(Data extract)

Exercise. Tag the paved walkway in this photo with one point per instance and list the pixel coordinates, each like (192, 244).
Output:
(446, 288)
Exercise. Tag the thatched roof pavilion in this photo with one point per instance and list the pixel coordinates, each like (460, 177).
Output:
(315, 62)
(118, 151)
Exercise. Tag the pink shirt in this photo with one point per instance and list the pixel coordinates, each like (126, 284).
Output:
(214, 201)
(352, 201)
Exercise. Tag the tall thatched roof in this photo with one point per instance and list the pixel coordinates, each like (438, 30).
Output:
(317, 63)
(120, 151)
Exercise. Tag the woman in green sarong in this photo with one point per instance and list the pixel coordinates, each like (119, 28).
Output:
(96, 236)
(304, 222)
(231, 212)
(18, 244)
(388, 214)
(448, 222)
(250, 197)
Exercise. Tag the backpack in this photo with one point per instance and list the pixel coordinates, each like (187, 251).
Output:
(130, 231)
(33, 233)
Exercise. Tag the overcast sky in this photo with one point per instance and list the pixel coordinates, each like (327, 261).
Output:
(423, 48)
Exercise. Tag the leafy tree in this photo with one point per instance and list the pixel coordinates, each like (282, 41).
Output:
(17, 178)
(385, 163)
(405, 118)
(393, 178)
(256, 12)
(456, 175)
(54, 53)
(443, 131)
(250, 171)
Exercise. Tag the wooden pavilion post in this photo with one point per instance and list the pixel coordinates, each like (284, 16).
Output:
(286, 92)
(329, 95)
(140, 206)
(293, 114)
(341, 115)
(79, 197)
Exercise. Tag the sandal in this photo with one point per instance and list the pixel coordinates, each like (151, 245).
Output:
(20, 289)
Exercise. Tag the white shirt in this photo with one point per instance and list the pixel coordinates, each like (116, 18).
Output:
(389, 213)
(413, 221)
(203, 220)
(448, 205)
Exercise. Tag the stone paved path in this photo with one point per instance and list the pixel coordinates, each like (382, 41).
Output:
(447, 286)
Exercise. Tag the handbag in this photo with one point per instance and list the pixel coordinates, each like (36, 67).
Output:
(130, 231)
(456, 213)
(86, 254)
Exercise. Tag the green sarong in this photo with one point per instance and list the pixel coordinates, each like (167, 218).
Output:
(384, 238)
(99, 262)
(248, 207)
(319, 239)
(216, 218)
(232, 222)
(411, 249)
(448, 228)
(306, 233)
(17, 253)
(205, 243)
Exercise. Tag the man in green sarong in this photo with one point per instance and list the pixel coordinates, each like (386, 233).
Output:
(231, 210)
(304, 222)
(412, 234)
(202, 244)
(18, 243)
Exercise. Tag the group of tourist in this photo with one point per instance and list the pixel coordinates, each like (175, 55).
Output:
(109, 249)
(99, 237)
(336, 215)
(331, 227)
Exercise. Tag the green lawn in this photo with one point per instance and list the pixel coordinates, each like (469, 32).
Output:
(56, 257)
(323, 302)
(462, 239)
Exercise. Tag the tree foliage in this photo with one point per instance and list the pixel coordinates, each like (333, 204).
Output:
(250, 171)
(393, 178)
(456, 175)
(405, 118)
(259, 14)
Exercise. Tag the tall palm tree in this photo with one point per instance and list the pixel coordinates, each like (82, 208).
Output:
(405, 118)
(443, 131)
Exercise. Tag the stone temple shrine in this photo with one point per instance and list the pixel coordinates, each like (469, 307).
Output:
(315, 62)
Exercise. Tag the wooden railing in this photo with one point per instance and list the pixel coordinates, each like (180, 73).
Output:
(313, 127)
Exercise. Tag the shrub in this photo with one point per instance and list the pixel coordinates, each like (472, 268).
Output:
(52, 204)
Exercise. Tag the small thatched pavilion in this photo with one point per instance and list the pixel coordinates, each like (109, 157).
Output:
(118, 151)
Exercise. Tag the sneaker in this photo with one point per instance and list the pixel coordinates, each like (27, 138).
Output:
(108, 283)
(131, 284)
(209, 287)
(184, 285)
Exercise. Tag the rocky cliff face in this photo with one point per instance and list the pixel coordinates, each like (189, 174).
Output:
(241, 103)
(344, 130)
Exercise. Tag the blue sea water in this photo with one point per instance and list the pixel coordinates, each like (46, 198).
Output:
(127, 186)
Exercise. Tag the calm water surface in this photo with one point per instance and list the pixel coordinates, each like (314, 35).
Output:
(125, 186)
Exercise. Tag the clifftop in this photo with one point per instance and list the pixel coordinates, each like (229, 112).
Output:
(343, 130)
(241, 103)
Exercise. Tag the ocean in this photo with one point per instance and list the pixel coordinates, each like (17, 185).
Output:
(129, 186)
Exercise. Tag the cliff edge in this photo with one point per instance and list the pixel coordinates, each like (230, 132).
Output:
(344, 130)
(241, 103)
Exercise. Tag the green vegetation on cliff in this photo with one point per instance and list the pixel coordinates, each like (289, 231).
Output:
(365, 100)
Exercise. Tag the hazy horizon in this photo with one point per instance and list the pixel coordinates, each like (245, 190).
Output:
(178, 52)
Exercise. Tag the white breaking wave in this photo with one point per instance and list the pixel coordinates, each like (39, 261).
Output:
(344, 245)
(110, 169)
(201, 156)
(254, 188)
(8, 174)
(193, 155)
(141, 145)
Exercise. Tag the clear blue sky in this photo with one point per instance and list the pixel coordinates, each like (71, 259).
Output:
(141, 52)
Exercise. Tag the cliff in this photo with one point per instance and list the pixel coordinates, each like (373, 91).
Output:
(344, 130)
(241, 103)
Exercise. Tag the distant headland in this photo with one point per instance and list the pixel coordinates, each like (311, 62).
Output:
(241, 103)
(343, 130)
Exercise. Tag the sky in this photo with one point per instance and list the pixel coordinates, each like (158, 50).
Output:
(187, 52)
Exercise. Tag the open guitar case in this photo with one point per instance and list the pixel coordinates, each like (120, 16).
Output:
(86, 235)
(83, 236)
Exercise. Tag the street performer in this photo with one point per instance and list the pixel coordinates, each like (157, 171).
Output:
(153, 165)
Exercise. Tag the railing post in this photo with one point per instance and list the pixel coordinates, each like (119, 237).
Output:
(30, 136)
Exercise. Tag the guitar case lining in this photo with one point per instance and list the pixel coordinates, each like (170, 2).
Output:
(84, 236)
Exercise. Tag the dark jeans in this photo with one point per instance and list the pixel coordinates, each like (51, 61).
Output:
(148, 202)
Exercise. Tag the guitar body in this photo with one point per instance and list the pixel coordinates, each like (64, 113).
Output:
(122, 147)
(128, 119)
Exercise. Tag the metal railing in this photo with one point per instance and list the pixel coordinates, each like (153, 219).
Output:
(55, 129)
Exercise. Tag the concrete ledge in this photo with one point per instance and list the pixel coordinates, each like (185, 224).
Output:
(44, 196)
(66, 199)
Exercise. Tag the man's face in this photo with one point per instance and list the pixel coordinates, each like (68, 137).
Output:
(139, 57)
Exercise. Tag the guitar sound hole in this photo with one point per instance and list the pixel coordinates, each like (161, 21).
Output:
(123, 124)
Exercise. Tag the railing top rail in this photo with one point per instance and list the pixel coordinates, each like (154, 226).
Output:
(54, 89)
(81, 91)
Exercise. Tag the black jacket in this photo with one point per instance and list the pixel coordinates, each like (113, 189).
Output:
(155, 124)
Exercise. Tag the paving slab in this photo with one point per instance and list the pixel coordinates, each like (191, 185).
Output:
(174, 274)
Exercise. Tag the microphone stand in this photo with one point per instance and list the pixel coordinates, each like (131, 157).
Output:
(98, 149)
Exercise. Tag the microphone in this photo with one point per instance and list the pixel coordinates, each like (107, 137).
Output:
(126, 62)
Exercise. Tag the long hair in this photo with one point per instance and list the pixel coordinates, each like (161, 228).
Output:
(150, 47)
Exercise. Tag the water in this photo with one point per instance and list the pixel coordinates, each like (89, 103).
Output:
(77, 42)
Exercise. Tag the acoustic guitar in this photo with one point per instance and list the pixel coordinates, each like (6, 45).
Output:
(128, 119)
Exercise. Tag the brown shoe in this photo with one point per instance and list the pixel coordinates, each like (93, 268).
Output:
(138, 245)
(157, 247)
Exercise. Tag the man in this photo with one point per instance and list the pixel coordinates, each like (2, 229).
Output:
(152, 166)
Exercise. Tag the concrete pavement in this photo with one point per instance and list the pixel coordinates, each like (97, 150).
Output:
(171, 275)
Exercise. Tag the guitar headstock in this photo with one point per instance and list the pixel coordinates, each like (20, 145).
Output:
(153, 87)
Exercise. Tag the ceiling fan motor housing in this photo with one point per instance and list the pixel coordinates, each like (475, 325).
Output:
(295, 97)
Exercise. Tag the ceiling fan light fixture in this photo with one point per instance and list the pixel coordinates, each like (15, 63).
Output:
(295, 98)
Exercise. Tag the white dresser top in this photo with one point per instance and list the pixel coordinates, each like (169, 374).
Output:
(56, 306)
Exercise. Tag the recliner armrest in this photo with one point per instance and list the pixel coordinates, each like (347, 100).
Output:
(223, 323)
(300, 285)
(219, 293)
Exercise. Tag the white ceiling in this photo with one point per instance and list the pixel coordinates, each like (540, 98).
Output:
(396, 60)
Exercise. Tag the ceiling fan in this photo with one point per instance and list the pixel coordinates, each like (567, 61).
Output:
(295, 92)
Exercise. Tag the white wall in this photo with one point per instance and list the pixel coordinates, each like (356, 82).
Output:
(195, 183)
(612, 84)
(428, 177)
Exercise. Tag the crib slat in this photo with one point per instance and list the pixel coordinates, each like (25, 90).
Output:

(End Data extract)

What the task requires:
Nothing but the lines from the one holding "Exercise. Tag the ceiling fan in" through the last line of the data may be output, and each must match exactly.

Completed task:
Exercise. Tag the ceiling fan in this photo with one point per instance and list the pixel coordinates, each like (567, 61).
Output:
(295, 92)
Exercise. Tag the white wall in this photo with one point per instance and list the pixel coordinates, each like (356, 82).
Output:
(195, 183)
(612, 84)
(428, 177)
Exercise. Tag the crib slat in this photo with one point per instance and list the pixel coordinates, each like (25, 90).
Output:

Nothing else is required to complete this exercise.